* Coordinate labeling data
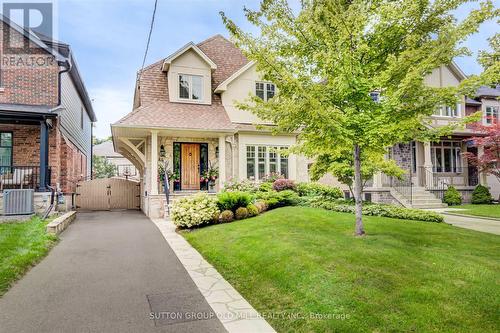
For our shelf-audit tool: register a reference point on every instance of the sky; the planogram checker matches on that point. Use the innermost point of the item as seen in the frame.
(108, 38)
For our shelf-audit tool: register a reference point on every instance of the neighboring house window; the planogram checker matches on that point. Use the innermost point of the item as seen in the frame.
(5, 150)
(265, 91)
(190, 87)
(263, 160)
(491, 114)
(375, 96)
(448, 111)
(447, 156)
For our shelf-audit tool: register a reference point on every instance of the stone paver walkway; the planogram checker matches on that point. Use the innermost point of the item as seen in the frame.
(235, 313)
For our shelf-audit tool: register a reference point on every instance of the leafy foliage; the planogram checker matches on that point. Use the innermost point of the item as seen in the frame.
(452, 197)
(284, 184)
(481, 195)
(329, 58)
(101, 168)
(382, 210)
(197, 210)
(233, 200)
(319, 190)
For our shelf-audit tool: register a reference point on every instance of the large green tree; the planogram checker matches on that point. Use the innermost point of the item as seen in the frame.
(329, 56)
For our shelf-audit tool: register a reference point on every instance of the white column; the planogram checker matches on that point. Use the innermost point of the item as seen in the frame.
(428, 164)
(482, 176)
(154, 162)
(222, 161)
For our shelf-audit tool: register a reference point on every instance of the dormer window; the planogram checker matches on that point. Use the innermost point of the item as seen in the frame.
(190, 87)
(265, 91)
(448, 111)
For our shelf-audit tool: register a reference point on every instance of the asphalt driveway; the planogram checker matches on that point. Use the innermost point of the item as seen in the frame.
(111, 272)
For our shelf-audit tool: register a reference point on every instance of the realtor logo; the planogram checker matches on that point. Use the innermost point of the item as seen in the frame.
(34, 16)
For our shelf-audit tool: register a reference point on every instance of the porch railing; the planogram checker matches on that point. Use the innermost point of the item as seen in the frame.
(21, 177)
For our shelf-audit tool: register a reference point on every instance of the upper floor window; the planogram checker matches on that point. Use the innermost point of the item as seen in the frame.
(265, 91)
(190, 87)
(491, 115)
(448, 111)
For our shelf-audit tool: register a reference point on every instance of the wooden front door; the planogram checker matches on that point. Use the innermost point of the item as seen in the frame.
(190, 166)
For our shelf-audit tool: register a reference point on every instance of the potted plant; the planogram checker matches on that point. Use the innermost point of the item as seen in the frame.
(211, 176)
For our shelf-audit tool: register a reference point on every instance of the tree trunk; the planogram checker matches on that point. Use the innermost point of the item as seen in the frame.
(358, 185)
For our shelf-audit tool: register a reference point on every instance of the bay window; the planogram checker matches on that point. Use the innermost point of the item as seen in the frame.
(447, 156)
(190, 87)
(264, 160)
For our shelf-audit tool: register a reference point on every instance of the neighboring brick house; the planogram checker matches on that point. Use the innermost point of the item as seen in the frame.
(46, 115)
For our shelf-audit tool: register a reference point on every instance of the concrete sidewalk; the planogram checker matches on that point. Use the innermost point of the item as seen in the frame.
(111, 272)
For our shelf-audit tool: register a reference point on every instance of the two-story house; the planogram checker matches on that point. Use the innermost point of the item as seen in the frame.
(184, 113)
(46, 115)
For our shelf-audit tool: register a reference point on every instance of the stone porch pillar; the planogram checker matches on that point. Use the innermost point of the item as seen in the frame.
(222, 161)
(154, 162)
(482, 176)
(428, 165)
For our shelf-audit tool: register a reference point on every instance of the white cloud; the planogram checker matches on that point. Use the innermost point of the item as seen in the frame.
(110, 104)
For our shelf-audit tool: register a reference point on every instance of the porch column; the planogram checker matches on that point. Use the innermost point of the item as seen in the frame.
(44, 155)
(222, 161)
(154, 162)
(428, 165)
(482, 176)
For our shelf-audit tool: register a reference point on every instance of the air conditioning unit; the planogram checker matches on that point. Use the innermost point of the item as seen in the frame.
(18, 202)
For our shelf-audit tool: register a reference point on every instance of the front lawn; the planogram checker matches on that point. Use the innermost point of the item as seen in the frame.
(404, 276)
(480, 210)
(22, 245)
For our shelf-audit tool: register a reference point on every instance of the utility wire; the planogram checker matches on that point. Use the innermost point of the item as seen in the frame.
(149, 40)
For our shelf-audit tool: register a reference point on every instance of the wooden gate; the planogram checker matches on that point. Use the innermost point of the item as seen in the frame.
(107, 194)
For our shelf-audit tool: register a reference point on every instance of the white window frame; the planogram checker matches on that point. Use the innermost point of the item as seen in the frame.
(266, 160)
(456, 160)
(497, 111)
(190, 87)
(267, 89)
(447, 111)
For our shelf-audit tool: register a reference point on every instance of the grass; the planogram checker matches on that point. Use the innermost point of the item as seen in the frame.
(480, 210)
(404, 276)
(22, 245)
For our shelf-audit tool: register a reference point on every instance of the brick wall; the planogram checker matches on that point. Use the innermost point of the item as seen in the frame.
(66, 161)
(28, 75)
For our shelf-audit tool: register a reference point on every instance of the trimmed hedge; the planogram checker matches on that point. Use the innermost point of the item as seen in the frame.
(452, 197)
(319, 190)
(383, 211)
(481, 195)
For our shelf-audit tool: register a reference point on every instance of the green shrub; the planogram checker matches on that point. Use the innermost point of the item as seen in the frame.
(252, 210)
(266, 187)
(284, 184)
(194, 211)
(481, 195)
(384, 211)
(241, 186)
(261, 206)
(319, 190)
(452, 196)
(275, 199)
(226, 216)
(241, 213)
(233, 200)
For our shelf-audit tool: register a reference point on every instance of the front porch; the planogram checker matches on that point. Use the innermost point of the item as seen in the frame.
(187, 155)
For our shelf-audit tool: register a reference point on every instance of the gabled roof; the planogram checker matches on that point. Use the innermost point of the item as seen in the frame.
(223, 86)
(189, 46)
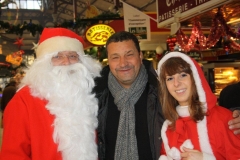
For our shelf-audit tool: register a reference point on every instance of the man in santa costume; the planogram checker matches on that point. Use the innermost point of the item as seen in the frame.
(53, 115)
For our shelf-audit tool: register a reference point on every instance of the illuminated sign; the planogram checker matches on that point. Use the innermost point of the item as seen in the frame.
(166, 9)
(99, 34)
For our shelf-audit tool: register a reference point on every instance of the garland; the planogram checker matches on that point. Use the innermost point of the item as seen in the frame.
(219, 28)
(34, 28)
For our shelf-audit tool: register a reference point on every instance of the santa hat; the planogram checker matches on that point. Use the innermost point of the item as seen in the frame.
(205, 96)
(59, 39)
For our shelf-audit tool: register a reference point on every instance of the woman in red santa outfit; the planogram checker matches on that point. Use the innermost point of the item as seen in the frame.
(53, 116)
(196, 128)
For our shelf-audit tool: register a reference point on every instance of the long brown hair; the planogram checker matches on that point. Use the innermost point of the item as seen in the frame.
(170, 67)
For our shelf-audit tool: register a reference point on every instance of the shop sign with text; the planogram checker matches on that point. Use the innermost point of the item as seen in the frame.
(98, 34)
(166, 9)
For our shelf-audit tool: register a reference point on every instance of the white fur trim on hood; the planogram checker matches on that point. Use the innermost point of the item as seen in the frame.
(205, 96)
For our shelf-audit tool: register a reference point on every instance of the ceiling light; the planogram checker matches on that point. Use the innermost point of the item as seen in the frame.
(234, 21)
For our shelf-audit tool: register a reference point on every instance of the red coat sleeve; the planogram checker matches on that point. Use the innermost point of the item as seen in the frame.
(16, 140)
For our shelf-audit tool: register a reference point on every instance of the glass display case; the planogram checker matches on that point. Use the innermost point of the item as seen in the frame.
(221, 74)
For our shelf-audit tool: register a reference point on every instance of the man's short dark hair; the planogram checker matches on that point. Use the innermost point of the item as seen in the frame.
(123, 36)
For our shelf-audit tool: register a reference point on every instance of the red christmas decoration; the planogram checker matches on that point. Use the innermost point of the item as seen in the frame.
(19, 42)
(219, 28)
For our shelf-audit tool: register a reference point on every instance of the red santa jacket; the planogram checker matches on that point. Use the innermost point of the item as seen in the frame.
(211, 135)
(30, 136)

* Aim of the exercise
Copy exactly, and only, the lines from the one containing "the red coat" through the last line of the listing.

* Result of the task
For our shelf-audit tool: register a reference point on every instance of the red coat sleeve; the planogram checker matches on that point. Use the innermost point of the item as seen in the frame.
(16, 140)
For our shelf-audit tool: register a reference point on every instance of the glass display case; the planogram checker matches on that point. Use the innermost point of the item as seen in the frame.
(221, 74)
For our shelf-audit tool: register a reference point on every instance of the man's short dark hair; the planogram checker matches on that point. Use the innermost point of the item as seen in the frame.
(123, 36)
For our shelf-audit tool: register a reference point on every instance of the red christmas decoration; the planogram checker matches on that point. Use the innermost point of the item as seen in the frame.
(19, 42)
(219, 28)
For our shelf-audit tool: register a reference point on every instance of the red santa jacket; the planogram checker matches on that point. Use the innermost point of the item as seen in the frame.
(211, 135)
(30, 136)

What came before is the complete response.